# Text block
# New Findings on Smaug's Real-life Ancestors



## Squint-eyed Southerner (Apr 18, 2021)

Pterosaurs Had A 40-Foot Wingspan And A Giraffe-Like Neck


Azhdarchid pterosaur’s vertebrae contained bicycle-like spokes, providing stability to flying reptile’s long neck.




www.sciencefriday.com





I'm taking this as proof he existed.


----------



## Alcuin (Apr 18, 2021)

That pterosaur must have had pretty bad breath to match Smaug’s.


----------



## Squint-eyed Southerner (Apr 18, 2021)

I don't doubt it. 😁


----------



## Olorgando (Apr 19, 2021)

They all look more like ancestors of the Fell Beasts.
But then all of the biggies are of a late development stage, and notably tail_*less*_.
Earlier pterosaurs used to have longish tails, which made for more stable flight - which would make Smaug an earlier form of everything flying without feathers in Middle-earth.


----------



## Melkor (Mar 24, 2022)

There are two genera named after Tolkien's dragons.

https://en.wikipedia.org/wiki/Smaug_(lizard)

https://en.wikipedia.org/wiki/Glaurung_(reptile)

Smaug is genus of south African lizard and it really looks like a dragon.







Glaurung is genus of reptile from late permian (around 260 Ma ago) Europe. It was small gliding reptile which fed on insects. Though it looks like lizard, it isn't related to them. It wasn't capable of true fly, just gliding.






There is also one ancient late Triassic (around 200 Ma ago) archosaur called Smok (which is from Polish, it means dragon). Scientists don't agree on its classification, because it have some traits of theropod dinosaurs and some traits of rauisuchians (croc-like land predators from Triassic). It was the biggest predator in its time.






From all reptiles mosasaurs probably the most resembles Tolkien's dragons with their serpent-like body. The largest individuals of Mosasaurus hoffmanni may reach 17-18 m in lenght. However this group of reptiles is, unlike Tolkien's dragons, fully aquatic. They were quite diverse - from small 1 m specimens to large 17 m specimens. Some eat fish, some ammonites, some sea reptiles...


----------

# Exercise 1
Answer these about the dragon thread:
(a) According to Olorgando, what did earlier pterosaurs have that made for more stable flight?
(b) What kind of animal is the genus Smaug, and where is it from?
(c) What does the Polish word "Smok" mean?
# Exercise 2
Reproduce the part of the dragon thread starting with "I don't doubt" and going on through "and notably tail_*less*_.".
The data comes from a separate source.

# Provided material
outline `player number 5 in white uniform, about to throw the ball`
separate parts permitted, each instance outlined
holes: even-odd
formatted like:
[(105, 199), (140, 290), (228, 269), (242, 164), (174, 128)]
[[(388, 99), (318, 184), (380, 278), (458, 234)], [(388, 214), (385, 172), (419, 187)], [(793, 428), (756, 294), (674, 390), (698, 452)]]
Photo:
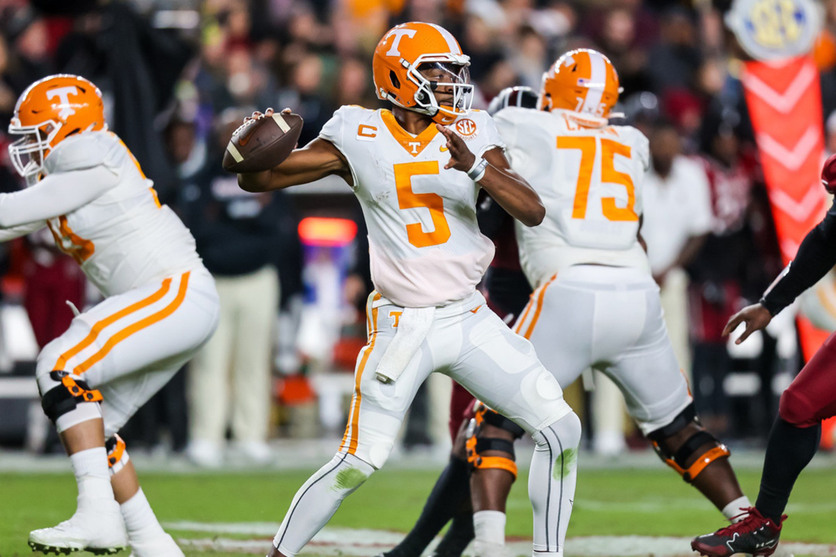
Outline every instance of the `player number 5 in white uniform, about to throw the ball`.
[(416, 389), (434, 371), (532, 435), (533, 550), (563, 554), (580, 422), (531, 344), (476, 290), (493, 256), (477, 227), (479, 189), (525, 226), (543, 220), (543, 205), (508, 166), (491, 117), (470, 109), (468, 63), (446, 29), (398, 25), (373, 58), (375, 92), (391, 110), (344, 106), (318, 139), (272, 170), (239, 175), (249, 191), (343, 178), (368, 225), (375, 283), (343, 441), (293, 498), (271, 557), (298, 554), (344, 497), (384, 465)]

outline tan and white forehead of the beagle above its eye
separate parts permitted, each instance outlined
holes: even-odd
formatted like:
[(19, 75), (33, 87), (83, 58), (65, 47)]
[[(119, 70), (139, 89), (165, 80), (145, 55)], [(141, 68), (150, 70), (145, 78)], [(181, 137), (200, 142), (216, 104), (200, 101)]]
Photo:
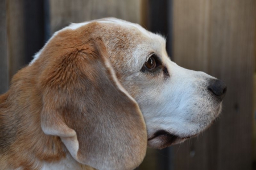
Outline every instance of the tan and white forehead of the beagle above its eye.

---

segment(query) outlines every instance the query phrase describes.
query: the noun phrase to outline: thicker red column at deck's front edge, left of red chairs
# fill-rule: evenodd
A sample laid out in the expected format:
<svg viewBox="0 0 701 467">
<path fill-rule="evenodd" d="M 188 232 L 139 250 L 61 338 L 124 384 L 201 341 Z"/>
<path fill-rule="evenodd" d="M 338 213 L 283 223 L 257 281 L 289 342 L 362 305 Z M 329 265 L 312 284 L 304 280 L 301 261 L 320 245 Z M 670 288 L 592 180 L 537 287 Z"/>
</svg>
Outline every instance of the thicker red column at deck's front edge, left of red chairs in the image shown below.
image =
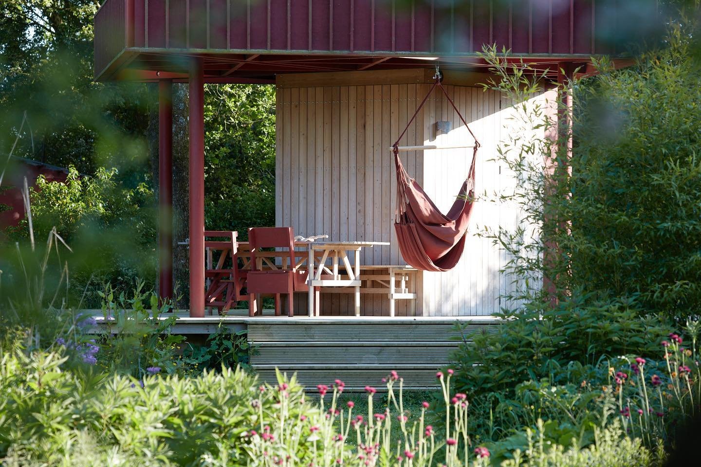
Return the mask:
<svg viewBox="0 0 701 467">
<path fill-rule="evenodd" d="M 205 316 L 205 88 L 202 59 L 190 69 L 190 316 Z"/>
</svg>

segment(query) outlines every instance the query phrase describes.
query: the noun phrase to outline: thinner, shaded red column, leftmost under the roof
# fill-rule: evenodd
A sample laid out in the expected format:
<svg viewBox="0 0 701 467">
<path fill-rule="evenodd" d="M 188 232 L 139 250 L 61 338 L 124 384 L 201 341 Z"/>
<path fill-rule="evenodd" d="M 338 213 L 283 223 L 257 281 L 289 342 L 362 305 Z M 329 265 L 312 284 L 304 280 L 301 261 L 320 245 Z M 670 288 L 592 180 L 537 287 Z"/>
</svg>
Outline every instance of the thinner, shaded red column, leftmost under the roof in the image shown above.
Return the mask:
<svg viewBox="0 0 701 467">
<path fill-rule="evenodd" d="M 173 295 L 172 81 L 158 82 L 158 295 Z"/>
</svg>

# Written solution 1
(a) Longish tails.
(b) A lizard from south Africa.
(c) Dragon.

# Written solution 2
I don't doubt it. 😁


----------



## Olorgando (Apr 19, 2021)

They all look more like ancestors of the Fell Beasts.
But then all of the biggies are of a late development stage, and notably tail_*less*_.